- _Your instructions_:
Scale the records from the start through the line containing "189 160 209 254", both ends included. Repeat every line, requests too, but multiply each box coordinate in the answers by 2.3 and round it to a whole number (halves up), leave all other numbers unchanged, and leave the pictures out.

--- BEGIN Stored records ---

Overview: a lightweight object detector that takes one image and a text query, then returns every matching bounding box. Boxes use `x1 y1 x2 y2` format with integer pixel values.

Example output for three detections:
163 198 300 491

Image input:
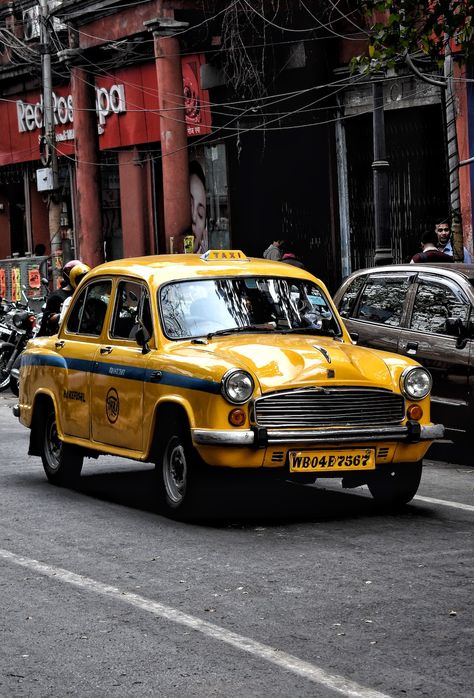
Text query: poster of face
189 160 209 254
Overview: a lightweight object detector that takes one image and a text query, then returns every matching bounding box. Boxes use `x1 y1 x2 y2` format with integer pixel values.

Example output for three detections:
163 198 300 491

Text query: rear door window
339 275 367 318
410 276 471 334
353 274 412 327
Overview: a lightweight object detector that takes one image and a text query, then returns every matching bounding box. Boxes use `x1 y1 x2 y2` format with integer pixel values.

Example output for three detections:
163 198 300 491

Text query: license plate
288 448 375 473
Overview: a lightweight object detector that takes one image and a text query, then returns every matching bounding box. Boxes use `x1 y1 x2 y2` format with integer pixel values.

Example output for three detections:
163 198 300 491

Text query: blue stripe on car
21 354 221 395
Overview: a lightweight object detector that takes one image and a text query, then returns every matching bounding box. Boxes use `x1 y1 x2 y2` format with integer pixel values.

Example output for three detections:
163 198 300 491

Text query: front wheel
39 407 84 485
367 461 423 506
155 420 203 521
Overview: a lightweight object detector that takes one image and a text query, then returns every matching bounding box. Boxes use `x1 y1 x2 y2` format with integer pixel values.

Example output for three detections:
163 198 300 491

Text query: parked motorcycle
0 309 37 396
0 279 46 397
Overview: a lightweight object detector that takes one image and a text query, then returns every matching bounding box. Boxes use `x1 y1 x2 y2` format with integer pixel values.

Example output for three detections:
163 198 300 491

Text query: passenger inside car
81 298 107 336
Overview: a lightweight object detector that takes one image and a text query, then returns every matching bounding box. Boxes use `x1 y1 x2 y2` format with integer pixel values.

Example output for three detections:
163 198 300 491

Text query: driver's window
110 281 147 339
66 280 112 337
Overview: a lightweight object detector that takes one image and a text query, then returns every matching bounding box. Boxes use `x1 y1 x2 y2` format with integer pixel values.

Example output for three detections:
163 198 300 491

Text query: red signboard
0 55 211 166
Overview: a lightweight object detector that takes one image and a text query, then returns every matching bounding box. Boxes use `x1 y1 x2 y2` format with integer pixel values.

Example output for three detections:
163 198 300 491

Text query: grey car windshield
158 277 341 339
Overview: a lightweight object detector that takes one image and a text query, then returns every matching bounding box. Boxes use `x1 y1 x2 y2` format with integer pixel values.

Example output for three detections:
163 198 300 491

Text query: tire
155 418 204 521
10 354 21 397
0 347 13 391
367 461 423 507
39 405 84 485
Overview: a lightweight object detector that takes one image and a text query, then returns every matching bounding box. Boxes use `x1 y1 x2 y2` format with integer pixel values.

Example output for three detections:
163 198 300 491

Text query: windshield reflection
158 277 341 339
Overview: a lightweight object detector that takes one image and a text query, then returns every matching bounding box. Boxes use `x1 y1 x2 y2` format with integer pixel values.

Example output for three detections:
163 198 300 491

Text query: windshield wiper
278 327 336 337
206 325 275 339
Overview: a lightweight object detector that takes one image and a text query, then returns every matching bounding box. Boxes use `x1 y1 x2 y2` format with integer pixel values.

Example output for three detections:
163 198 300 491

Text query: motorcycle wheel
0 348 12 390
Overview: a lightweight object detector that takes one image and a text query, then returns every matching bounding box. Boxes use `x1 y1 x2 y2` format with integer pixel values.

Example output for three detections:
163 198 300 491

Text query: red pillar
154 31 191 252
71 66 104 267
119 148 148 257
454 61 474 256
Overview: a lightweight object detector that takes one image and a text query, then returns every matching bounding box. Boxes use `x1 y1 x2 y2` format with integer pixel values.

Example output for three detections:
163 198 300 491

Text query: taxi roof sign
201 250 248 262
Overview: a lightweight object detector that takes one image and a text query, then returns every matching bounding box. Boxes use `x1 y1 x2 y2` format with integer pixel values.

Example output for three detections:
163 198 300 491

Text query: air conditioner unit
23 5 41 41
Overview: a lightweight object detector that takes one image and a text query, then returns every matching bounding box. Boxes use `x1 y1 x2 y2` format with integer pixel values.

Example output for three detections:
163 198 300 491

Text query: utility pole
405 43 469 262
39 0 63 285
444 42 464 262
372 77 393 266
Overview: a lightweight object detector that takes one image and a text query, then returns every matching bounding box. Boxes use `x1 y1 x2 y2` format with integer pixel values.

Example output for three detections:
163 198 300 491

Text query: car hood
176 334 407 392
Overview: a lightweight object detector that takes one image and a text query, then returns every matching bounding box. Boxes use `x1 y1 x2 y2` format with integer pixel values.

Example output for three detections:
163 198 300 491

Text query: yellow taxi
15 250 443 518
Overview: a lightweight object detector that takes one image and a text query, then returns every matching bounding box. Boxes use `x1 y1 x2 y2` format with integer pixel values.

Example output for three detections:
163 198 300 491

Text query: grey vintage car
334 264 474 442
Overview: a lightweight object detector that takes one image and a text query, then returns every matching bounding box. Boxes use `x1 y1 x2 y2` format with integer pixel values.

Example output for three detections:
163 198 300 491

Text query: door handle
406 342 418 354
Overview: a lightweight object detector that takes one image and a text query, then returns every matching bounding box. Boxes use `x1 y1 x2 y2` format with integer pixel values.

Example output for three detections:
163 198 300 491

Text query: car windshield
158 277 341 339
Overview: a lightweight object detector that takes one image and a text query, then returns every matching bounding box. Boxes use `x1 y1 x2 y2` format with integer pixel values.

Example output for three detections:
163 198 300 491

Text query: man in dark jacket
38 259 81 337
281 243 306 269
410 230 454 264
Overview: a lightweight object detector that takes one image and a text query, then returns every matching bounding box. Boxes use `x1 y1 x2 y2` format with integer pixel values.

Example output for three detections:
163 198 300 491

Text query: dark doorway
229 126 340 290
345 105 449 270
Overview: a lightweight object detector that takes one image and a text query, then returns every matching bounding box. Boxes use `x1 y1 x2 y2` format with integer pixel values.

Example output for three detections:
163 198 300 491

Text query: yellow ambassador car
15 251 443 518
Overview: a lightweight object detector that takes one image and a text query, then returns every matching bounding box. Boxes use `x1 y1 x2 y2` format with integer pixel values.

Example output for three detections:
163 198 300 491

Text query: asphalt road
0 395 474 698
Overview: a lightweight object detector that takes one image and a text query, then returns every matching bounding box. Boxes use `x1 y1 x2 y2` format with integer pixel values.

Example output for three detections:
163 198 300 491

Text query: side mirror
349 332 359 344
135 325 151 354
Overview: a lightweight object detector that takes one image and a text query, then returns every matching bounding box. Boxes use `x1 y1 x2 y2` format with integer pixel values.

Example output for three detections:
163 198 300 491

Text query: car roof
87 254 314 285
346 262 474 281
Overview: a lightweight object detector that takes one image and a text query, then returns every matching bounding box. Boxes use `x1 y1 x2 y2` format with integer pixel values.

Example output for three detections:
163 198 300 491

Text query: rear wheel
39 406 84 485
155 418 203 520
367 461 423 506
9 354 21 397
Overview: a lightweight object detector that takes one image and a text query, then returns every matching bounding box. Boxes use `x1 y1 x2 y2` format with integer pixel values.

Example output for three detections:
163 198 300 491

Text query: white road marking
415 494 474 511
0 549 390 698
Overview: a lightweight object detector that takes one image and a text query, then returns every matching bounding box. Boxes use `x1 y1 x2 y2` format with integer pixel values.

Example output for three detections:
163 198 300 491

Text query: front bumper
192 422 444 448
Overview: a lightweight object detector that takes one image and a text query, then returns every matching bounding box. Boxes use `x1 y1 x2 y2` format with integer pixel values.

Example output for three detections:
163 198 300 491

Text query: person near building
410 230 454 264
38 259 82 337
281 243 306 269
435 218 471 264
58 262 91 329
263 240 284 262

--- END Stored records ---

- _Solved exercise_:
Overview: a lightweight object detector that takes one image and a text query, then returns every matching bounding box. Boxes use `x1 y1 x2 y2` format with integer pixel values.

Example output for three detections:
163 198 300 491

Image input:
Text query: poster of face
435 368 481 584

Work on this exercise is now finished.